[Stored records]

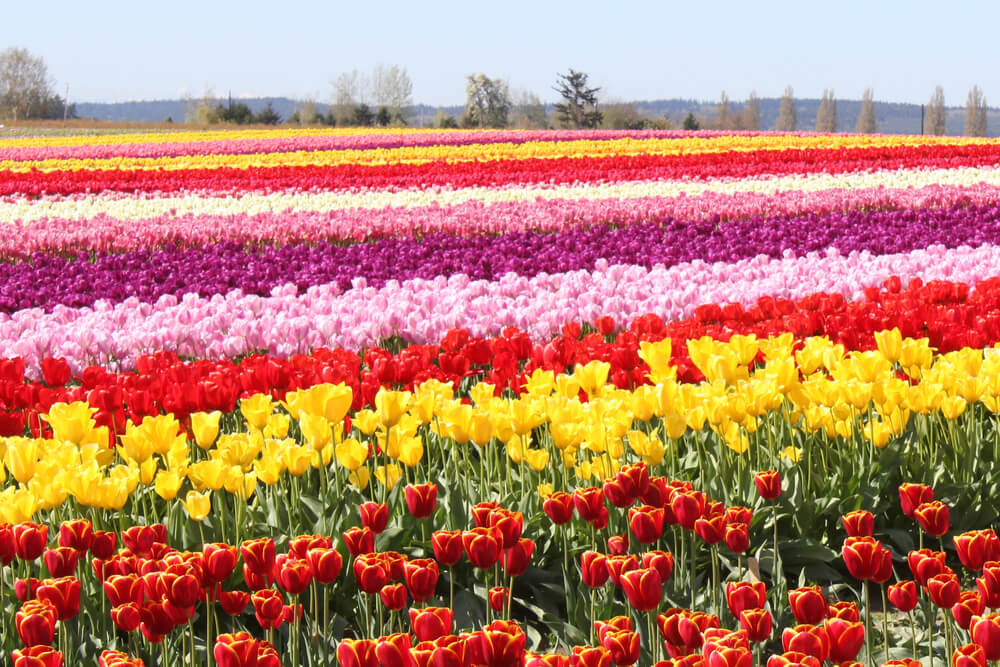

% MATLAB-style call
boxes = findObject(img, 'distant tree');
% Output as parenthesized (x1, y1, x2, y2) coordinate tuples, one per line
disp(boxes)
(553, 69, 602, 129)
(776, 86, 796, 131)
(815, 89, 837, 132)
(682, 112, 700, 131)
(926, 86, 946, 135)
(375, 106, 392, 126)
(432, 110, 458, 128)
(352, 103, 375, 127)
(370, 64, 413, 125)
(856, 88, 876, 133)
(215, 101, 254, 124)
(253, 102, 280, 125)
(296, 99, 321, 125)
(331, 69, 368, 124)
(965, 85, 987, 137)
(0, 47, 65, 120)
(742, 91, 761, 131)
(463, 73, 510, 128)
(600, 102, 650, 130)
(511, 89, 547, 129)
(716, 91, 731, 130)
* * *
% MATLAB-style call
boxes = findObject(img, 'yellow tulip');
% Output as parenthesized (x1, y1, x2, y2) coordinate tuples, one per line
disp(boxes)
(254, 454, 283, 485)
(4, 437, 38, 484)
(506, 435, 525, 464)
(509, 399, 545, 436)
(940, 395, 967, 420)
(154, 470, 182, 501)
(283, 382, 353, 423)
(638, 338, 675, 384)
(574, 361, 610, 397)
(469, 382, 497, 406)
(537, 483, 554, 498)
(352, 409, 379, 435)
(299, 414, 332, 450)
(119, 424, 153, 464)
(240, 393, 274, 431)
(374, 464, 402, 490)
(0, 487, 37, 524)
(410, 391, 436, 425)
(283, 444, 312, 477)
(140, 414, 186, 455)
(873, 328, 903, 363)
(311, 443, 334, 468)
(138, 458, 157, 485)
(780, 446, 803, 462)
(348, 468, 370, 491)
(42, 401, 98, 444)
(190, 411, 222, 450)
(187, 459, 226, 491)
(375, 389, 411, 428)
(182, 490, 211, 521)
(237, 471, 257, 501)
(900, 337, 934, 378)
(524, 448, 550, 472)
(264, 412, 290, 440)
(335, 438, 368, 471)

◆ Assigned task
Filter the entries above and keep only the lines with the word "findObject".

◆ Written response
boxes = findObject(img, 'distant tree');
boxes = findObject(img, 'yellow tulip');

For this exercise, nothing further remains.